** Document text follows **

Frequently Asked Questions
Who can initiate a substitution request?
Students begin the process by asking their advisor to approve a substitution, but only a faculty advisor can submit the actual form.
How do I initiate a substitution request?
Using the online substitution form, enter the student’s information, the course information, and the reason for the substitution. Then choose the deans who must approve the substitution from the drop-down menus. Submit the form.
What happens to the form after I submit it?
The form is sent to the deans who either approve or disapprove the substitution. When both deans have responded, the form goes to the Central Records Office (CRO) and if the substitution is approved, it is posted to the student’s record.
What if the substitution is not approved? Is there an appeal process?
Normally the dean’s decision is final. If there are exceptional circumstances that warrant reconsideration, the faculty advisor should make the dean aware of them.
How do I know if the substitution has been approved?
After you submit the form, you’ll receive an email with a link to a tracking screen.
How do I know if the substitution has been posted to the student’s record?
Substitutions are normally posted by the CRO within 48 hours after they are received. You and the student can check the student’s Degree Progress Report to view the posting in the appropriate section on the student’s record.

** End of Document text **

• [Questions]
1: According to the substitution FAQ, what three pieces of information are entered on the online substitution form?
2: In the substitution FAQ, how soon does the CRO normally post a substitution?
3: Please quote the substitution FAQ word for word, starting with "What happens to" and going on through "a tracking screen.".

** Data records follows **

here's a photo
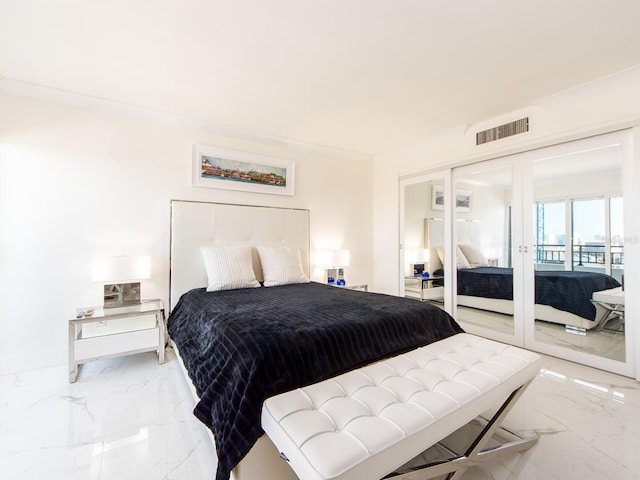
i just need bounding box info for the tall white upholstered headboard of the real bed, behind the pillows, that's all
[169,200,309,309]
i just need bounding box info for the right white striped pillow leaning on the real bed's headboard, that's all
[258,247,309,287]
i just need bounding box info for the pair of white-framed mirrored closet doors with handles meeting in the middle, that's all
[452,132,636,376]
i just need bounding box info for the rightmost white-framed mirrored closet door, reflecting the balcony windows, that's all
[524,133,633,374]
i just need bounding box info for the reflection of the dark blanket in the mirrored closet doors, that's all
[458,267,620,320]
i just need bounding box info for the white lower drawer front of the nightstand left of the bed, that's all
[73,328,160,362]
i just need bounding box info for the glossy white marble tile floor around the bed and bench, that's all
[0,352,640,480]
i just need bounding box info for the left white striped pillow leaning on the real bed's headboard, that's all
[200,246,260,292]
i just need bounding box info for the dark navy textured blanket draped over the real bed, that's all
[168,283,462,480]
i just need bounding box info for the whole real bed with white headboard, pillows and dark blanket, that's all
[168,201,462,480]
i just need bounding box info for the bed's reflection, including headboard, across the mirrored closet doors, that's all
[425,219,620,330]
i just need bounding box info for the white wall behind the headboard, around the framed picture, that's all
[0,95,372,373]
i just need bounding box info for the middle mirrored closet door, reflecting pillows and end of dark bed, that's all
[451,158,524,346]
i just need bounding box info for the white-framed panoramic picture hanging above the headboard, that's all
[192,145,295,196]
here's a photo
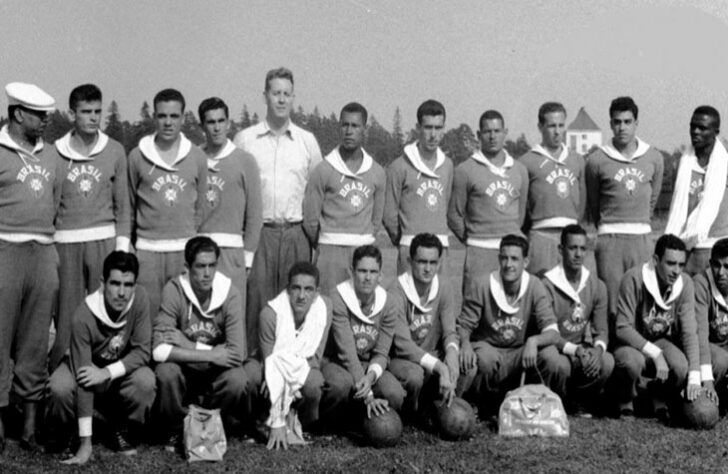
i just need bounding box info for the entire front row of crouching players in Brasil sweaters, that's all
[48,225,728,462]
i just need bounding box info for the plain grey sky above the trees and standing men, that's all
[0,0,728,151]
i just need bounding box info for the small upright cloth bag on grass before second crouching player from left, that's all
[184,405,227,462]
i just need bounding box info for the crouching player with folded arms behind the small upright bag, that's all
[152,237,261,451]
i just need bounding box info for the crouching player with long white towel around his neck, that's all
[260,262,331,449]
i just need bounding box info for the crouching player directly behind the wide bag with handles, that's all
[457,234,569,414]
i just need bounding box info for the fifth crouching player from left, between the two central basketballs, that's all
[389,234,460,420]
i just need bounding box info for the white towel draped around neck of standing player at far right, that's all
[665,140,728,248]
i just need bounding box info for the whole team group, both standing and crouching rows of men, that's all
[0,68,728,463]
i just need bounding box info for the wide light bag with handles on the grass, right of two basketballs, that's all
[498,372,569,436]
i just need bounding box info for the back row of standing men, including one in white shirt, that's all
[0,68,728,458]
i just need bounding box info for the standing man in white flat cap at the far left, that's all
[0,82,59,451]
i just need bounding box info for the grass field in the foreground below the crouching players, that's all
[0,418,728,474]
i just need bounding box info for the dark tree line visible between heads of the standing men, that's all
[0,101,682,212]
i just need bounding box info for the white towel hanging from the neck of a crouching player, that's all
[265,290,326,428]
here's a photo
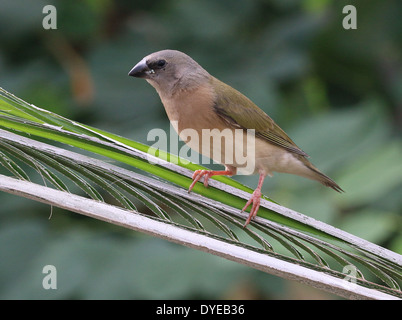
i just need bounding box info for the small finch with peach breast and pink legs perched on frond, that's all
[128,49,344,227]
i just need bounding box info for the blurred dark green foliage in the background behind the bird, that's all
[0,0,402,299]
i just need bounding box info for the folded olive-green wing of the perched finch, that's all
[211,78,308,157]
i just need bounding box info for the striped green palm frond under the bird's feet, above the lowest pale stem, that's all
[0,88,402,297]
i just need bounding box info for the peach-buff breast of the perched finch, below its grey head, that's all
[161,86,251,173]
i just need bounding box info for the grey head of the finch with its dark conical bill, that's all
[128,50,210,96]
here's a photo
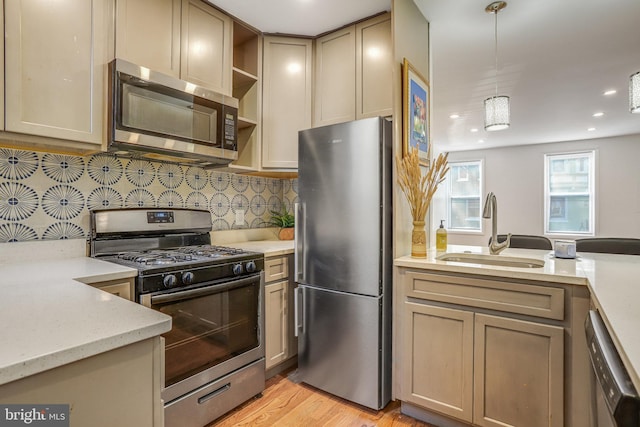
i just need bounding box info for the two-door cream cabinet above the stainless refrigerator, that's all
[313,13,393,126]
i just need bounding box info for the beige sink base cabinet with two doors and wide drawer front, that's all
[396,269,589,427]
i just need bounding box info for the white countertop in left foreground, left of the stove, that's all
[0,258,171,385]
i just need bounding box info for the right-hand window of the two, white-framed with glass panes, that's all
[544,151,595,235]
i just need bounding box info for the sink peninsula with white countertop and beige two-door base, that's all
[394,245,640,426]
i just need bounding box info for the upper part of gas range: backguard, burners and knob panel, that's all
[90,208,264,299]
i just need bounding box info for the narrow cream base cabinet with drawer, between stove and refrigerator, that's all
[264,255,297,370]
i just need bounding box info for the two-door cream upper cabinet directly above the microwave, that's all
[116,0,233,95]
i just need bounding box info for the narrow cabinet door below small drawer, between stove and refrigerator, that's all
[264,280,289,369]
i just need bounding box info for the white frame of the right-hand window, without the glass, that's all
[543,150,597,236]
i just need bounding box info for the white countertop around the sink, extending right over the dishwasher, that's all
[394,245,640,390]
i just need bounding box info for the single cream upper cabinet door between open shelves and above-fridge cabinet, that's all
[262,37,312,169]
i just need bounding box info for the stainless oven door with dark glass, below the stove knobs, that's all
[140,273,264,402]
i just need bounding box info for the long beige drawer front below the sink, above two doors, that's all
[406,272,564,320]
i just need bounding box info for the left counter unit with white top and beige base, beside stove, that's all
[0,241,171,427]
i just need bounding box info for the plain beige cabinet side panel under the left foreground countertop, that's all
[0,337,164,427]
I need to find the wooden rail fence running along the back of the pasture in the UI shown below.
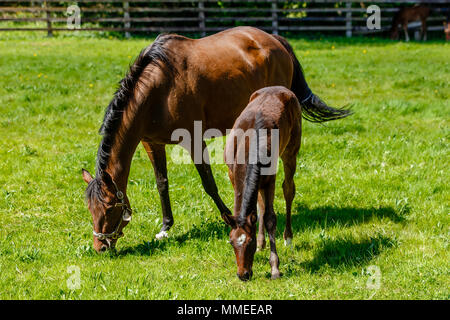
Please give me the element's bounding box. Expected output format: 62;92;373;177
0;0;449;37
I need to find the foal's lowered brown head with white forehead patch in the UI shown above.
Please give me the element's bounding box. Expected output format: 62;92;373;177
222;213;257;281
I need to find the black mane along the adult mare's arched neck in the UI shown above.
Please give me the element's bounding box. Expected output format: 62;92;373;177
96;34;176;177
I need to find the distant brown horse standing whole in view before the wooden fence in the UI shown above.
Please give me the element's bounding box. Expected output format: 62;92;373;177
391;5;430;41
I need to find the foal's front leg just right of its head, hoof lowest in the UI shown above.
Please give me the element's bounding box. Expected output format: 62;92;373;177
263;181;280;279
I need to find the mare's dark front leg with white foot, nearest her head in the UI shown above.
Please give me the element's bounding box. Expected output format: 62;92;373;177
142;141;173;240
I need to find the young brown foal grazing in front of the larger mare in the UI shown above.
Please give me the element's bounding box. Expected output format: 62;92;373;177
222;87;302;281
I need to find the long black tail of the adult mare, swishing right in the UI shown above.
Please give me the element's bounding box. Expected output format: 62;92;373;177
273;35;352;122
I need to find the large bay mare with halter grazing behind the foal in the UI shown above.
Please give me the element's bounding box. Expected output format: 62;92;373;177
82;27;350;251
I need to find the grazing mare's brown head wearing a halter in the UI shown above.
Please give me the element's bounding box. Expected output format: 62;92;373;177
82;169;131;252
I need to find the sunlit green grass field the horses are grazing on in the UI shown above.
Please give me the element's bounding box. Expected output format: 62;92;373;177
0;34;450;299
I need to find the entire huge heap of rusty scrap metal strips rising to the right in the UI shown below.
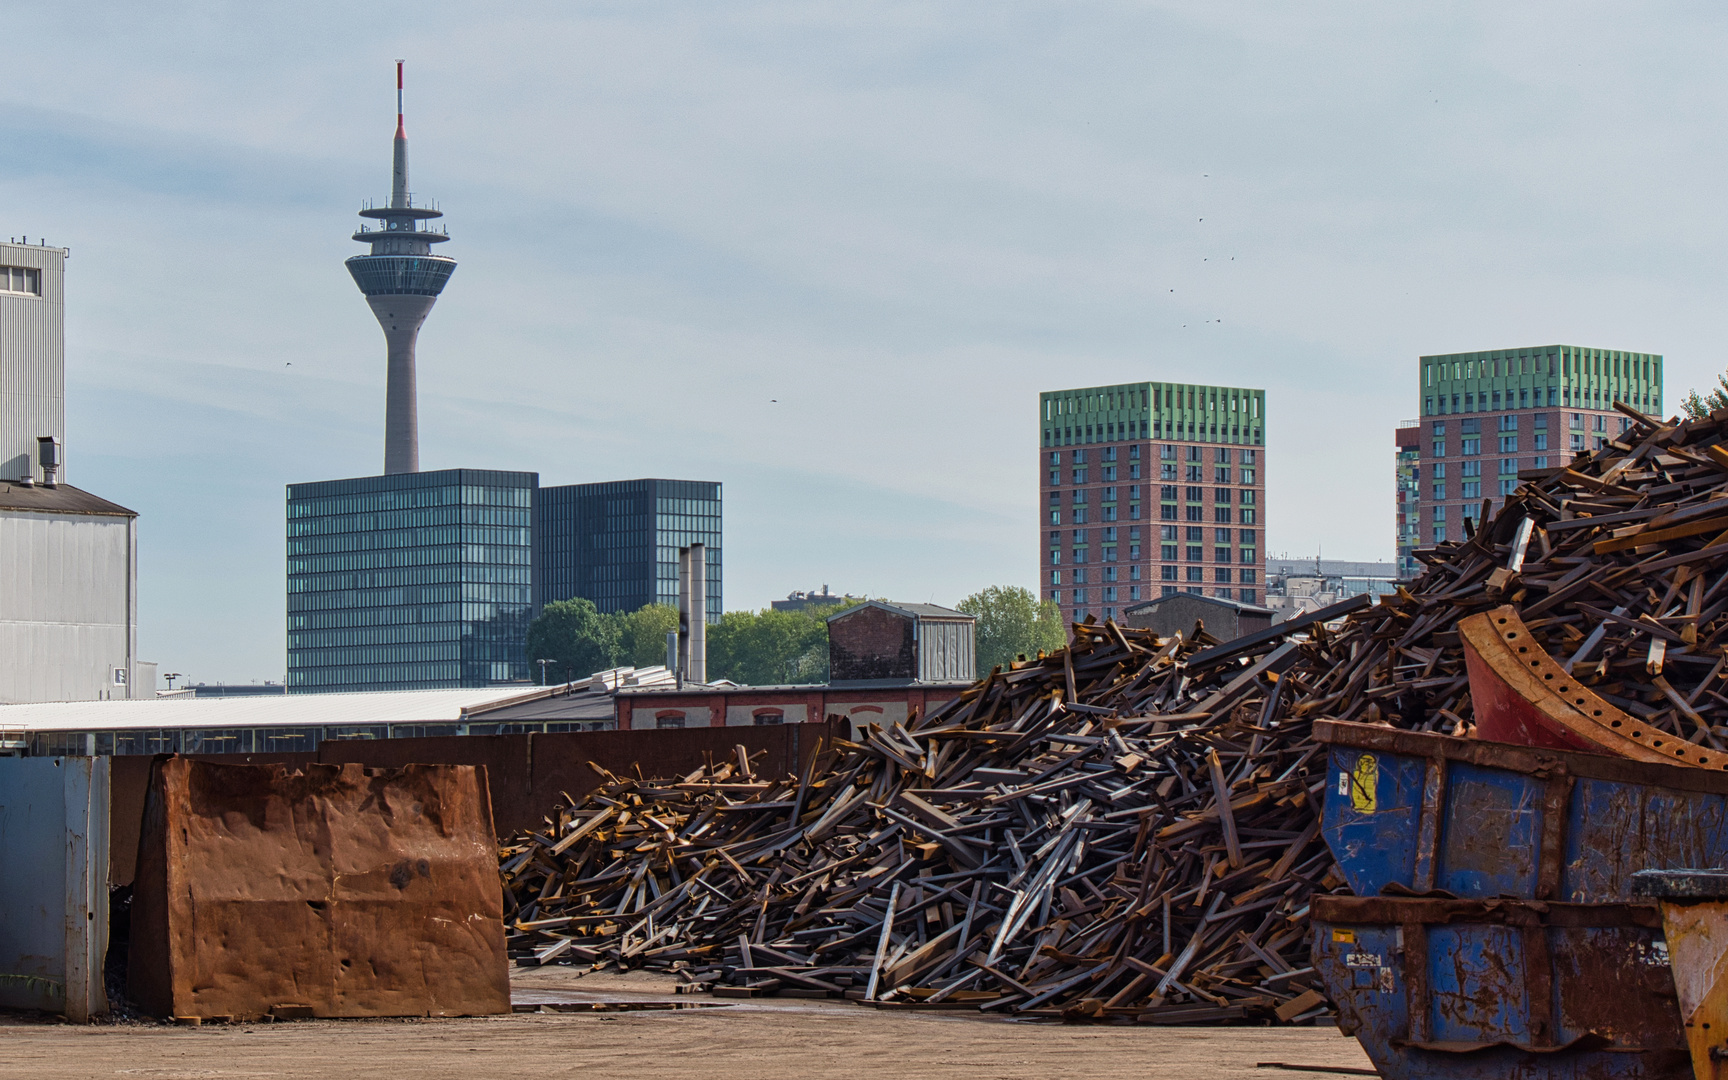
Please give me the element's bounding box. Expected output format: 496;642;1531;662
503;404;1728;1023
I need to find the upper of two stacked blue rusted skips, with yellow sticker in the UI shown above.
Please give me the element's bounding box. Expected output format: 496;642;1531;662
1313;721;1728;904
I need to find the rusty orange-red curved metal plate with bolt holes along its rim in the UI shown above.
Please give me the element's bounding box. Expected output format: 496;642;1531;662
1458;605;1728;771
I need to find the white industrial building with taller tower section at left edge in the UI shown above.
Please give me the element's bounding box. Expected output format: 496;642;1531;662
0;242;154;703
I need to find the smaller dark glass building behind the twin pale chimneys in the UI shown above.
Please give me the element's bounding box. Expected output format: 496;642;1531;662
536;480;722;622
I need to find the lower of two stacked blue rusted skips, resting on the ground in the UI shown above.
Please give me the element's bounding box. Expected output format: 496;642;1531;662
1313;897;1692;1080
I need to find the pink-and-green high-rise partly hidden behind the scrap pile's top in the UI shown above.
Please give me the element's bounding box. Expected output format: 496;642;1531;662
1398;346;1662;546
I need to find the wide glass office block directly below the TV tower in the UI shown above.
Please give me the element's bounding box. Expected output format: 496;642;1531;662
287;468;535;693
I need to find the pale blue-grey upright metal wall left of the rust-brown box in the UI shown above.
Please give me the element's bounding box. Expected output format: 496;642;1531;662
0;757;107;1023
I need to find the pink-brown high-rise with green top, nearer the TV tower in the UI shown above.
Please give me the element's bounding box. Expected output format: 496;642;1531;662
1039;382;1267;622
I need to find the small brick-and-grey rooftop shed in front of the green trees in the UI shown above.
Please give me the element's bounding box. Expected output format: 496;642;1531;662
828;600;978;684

** End of Data records **

• [Your written answers]
1:
- The student's information
- The course information
- The reason for the substitution

2: Within 48 hours after it is received.

3:
What happens to the form after I submit it?
The form is sent to the deans who either approve or disapprove the substitution. When both deans have responded, the form goes to the Central Records Office (CRO) and if the substitution is approved, it is posted to the student’s record.
What if the substitution is not approved? Is there an appeal process?
Normally the dean’s decision is final. If there are exceptional circumstances that warrant reconsideration, the faculty advisor should make the dean aware of them.
How do I know if the substitution has been approved?
After you submit the form, you’ll receive an email with a link to a tracking screen.